_DATA FOR PROCESSING_.
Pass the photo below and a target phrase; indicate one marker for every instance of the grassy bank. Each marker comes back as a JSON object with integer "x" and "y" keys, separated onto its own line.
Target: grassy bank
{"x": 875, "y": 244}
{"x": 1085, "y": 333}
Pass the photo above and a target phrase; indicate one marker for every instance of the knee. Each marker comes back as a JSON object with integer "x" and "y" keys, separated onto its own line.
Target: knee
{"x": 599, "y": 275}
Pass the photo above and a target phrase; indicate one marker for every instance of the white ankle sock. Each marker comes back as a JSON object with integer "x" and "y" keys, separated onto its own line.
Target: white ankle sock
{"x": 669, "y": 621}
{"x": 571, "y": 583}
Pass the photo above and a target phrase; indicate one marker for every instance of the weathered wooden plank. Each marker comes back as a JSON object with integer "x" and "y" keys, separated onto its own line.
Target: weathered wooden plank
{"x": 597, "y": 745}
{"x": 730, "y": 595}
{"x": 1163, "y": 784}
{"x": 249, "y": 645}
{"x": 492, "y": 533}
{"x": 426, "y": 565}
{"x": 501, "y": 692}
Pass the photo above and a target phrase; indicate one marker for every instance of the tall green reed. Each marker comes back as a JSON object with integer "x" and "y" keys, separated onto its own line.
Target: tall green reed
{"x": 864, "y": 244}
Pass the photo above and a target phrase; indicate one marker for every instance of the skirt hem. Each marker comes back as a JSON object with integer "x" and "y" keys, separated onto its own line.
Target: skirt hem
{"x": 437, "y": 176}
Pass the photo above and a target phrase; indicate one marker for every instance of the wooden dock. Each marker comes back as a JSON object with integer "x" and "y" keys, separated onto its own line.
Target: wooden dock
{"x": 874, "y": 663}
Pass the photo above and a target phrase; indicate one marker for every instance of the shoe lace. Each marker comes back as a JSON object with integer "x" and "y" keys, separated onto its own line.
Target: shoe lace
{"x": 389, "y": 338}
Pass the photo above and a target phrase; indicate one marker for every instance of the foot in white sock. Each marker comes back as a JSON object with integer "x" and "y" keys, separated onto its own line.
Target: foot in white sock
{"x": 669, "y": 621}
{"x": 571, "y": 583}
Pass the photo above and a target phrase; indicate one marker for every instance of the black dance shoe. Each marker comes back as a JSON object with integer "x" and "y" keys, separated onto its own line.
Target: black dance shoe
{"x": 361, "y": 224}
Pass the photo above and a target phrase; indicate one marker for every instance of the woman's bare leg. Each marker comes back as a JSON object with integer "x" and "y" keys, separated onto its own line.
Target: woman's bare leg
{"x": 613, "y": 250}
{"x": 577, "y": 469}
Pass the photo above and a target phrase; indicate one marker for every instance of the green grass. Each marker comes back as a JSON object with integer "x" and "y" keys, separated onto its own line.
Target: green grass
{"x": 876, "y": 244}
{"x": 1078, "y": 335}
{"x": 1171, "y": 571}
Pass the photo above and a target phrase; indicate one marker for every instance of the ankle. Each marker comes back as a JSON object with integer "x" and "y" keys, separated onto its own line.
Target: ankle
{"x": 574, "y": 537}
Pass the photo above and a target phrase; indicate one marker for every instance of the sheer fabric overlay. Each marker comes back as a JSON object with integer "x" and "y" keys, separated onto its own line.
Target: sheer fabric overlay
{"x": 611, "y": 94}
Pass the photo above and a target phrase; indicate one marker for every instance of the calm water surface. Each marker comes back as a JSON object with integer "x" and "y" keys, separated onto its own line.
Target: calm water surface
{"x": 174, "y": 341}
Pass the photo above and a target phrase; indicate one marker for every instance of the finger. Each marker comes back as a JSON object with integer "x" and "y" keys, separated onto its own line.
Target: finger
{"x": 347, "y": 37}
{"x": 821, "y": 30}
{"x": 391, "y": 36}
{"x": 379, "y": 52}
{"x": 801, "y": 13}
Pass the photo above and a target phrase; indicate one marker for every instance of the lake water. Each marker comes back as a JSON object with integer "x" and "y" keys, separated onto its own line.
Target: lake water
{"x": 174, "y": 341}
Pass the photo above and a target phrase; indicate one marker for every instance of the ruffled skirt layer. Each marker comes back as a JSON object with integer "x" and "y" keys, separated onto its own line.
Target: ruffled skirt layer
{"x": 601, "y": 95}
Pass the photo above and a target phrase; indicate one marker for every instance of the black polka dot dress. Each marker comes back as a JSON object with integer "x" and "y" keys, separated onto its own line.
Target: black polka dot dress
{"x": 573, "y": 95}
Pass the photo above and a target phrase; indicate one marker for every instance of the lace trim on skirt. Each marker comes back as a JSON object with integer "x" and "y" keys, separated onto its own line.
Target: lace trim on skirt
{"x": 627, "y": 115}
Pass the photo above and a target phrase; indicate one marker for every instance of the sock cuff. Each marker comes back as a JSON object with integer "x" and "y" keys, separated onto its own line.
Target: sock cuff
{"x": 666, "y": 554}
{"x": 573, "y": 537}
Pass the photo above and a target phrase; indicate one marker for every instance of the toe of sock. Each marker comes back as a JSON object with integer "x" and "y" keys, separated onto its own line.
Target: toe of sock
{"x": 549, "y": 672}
...
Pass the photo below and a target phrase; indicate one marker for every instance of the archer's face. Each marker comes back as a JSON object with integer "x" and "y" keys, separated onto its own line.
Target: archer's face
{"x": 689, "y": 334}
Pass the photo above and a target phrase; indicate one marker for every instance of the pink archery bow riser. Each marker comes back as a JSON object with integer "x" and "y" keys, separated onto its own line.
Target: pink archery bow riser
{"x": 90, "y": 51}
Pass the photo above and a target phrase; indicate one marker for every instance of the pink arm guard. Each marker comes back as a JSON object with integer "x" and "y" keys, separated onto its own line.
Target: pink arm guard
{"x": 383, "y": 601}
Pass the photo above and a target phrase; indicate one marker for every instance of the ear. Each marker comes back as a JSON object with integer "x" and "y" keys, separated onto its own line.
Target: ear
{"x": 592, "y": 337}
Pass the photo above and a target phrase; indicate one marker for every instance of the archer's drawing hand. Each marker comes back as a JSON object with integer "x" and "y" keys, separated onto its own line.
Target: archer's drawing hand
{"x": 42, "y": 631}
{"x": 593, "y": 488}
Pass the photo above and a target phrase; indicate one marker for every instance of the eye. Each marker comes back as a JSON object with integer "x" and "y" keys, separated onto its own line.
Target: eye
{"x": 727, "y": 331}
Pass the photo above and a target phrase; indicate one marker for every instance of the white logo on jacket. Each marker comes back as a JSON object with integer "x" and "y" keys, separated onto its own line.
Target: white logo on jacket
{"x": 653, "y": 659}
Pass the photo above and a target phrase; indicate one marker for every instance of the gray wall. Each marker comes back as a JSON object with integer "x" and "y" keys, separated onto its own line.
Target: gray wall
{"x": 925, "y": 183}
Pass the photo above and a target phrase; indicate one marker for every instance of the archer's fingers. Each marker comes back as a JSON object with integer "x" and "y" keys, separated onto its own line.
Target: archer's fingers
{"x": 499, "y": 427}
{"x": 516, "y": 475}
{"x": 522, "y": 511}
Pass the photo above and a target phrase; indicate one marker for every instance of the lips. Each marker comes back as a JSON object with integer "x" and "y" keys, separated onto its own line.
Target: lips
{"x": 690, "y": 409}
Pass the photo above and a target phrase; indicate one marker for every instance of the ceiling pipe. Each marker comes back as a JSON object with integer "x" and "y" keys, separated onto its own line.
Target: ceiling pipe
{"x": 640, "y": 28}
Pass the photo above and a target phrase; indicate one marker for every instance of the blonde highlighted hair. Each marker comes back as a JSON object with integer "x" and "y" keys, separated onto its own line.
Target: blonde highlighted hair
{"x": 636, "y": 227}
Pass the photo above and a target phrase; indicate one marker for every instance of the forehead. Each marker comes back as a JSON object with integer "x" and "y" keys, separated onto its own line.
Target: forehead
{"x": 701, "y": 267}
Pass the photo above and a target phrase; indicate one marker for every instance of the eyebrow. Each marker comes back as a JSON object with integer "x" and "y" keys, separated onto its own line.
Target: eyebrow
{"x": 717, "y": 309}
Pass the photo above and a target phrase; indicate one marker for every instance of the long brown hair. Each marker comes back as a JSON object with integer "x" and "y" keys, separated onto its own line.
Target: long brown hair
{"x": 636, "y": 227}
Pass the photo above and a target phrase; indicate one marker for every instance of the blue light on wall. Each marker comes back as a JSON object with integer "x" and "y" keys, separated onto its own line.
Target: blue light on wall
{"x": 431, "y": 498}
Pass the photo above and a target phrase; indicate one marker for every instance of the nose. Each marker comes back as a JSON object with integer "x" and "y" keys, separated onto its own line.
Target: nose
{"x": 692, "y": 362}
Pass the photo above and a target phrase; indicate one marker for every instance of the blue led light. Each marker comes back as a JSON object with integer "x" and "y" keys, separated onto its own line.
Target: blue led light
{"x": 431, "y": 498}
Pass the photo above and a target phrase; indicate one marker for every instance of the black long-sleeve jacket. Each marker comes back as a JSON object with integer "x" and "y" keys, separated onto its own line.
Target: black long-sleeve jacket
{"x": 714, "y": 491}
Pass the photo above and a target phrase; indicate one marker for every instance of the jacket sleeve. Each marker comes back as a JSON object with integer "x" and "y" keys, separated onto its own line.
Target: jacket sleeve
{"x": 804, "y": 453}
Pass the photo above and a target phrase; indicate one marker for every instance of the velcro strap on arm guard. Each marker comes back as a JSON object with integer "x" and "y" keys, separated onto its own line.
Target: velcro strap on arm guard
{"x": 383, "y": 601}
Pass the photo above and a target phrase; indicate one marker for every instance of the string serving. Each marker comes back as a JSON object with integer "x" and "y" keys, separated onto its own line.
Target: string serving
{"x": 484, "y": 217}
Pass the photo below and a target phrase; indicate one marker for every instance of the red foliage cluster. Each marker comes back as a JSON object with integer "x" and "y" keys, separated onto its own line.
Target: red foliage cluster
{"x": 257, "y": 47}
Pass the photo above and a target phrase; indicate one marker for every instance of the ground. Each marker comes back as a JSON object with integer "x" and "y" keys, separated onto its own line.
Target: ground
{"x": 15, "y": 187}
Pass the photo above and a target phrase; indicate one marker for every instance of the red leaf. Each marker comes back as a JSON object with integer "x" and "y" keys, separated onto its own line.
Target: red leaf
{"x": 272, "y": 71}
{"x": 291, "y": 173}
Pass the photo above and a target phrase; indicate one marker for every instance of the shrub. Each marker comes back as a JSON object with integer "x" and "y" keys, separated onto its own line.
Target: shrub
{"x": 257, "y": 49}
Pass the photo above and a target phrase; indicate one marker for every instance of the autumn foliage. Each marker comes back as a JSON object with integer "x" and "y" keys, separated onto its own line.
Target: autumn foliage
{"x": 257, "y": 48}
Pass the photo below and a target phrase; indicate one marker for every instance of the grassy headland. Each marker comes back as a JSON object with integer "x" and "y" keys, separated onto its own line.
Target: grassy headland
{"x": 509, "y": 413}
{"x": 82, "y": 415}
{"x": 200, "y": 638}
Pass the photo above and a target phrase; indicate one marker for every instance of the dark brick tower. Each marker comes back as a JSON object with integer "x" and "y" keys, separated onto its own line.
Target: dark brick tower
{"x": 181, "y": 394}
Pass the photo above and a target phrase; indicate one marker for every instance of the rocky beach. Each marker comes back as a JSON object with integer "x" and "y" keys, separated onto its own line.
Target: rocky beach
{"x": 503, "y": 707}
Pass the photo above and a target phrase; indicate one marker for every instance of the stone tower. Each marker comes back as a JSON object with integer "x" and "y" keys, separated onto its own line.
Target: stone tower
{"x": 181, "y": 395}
---
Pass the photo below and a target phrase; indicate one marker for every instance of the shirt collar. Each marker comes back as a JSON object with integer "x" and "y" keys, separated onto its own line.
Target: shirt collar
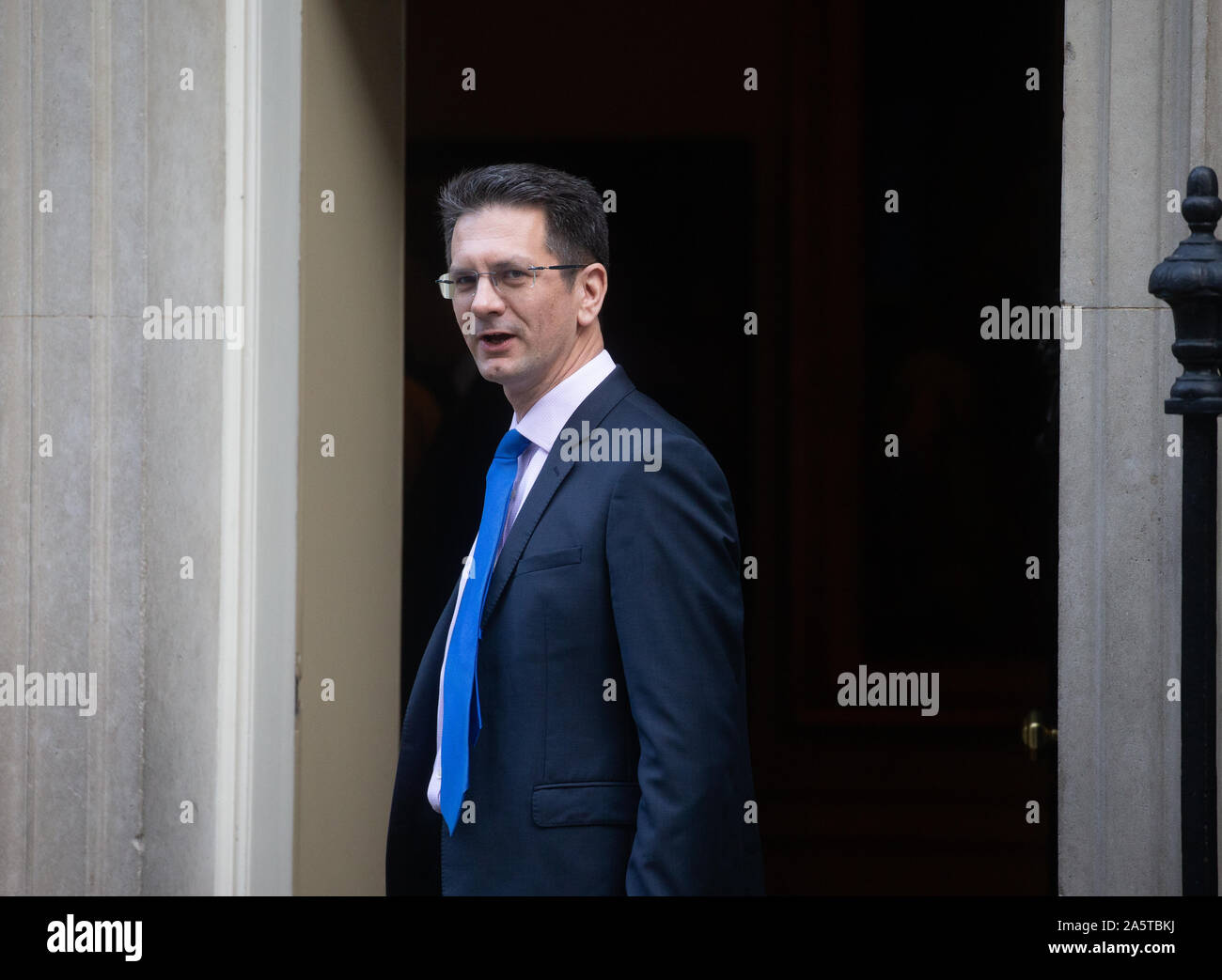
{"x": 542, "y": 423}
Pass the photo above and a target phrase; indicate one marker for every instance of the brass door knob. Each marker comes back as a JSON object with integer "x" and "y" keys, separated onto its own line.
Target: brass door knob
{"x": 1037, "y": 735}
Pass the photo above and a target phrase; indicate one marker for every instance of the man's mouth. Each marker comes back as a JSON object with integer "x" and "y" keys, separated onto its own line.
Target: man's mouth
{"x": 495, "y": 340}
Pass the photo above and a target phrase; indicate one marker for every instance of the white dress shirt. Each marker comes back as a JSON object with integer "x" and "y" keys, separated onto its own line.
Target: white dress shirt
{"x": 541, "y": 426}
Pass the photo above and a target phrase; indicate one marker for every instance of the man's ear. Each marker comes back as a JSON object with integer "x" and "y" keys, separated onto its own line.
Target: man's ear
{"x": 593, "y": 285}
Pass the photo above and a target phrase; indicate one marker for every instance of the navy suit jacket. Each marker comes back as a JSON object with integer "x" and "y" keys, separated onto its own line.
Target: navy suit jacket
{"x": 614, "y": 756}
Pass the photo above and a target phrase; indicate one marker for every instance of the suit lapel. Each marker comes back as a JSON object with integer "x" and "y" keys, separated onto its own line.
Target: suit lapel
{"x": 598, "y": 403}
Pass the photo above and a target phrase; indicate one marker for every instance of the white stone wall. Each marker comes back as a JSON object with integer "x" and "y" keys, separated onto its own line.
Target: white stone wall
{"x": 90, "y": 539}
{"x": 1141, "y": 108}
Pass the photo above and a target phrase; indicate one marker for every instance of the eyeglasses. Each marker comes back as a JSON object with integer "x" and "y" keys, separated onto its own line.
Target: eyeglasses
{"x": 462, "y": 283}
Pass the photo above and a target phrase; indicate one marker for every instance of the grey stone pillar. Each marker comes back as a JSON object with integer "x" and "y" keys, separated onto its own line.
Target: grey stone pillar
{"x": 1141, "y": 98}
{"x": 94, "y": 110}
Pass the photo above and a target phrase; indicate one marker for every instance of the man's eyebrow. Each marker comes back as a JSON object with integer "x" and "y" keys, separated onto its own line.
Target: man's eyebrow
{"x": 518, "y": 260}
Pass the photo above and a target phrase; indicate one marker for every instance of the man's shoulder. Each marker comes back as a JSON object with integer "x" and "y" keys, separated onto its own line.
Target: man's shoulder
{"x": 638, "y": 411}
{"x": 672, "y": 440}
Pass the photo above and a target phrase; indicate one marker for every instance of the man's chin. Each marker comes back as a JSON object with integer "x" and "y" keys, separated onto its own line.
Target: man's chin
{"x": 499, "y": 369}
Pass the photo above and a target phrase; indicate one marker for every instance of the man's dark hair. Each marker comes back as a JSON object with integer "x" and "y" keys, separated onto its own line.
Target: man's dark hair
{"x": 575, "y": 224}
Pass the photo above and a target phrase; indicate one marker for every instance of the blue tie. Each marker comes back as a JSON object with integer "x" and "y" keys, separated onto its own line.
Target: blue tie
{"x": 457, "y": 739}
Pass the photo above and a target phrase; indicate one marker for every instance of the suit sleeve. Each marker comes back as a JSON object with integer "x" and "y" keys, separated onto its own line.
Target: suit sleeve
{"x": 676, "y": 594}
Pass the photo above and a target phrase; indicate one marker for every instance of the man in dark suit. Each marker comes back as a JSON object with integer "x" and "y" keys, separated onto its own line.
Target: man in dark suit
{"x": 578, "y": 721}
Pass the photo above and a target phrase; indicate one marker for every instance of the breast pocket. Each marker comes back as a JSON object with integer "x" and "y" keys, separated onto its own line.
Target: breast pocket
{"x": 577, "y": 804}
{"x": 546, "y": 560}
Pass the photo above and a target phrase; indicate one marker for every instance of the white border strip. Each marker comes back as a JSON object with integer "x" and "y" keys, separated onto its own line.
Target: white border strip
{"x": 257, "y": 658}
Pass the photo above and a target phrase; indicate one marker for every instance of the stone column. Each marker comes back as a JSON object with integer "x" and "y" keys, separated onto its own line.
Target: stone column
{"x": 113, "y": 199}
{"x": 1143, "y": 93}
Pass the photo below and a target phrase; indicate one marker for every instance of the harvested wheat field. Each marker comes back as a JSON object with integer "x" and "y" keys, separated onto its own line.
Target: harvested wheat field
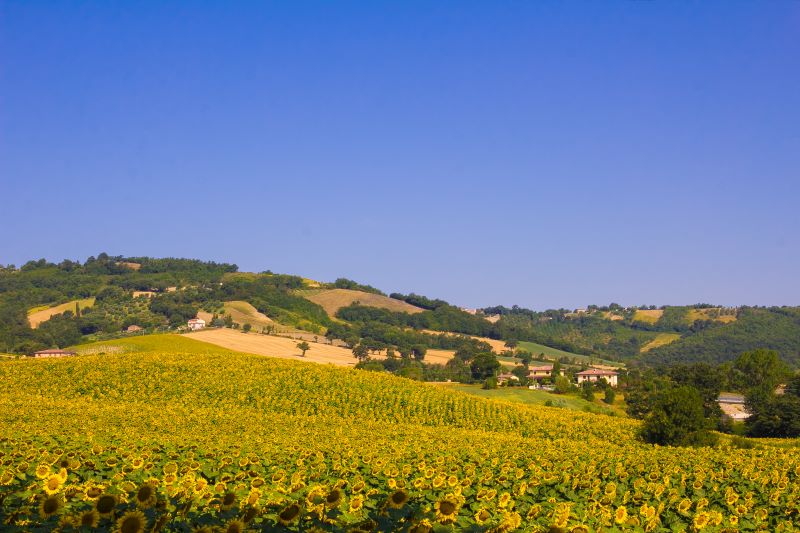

_WHAT THE EXERCISE ASKS_. From the records above, repeat exactly the lines from the one with "the grassy bank." through the one with "of the weathered", both included.

_OUTPUT OF THE TASK_.
Pass the photo below and a target phrase; indicate one marker for every instance of the grassy bank. Each marker comes back as a JSON object with integer "x" and "y" keys, separated onto its own line.
Target: grassy bank
{"x": 875, "y": 244}
{"x": 1085, "y": 333}
Pass the photo above and a target phrase; indicate one marker for every instance of the knee. Each marker comes back as a JSON object with integer "x" and "y" keys, separated onto its own line.
Target: knee
{"x": 599, "y": 275}
Pass the photo above and a target phrase; indicate one marker for every instance of the white ankle sock. Each marker comes back as a JSON object with integer "x" and "y" keys, separated onto its own line.
Target: white ankle sock
{"x": 669, "y": 621}
{"x": 571, "y": 583}
Pass the photo above and a target phrase; indicate one marker for every instance of the weathered wooden plank. Each marker comes back as a JSON object with integer "x" and "y" keys, separated onto its own line.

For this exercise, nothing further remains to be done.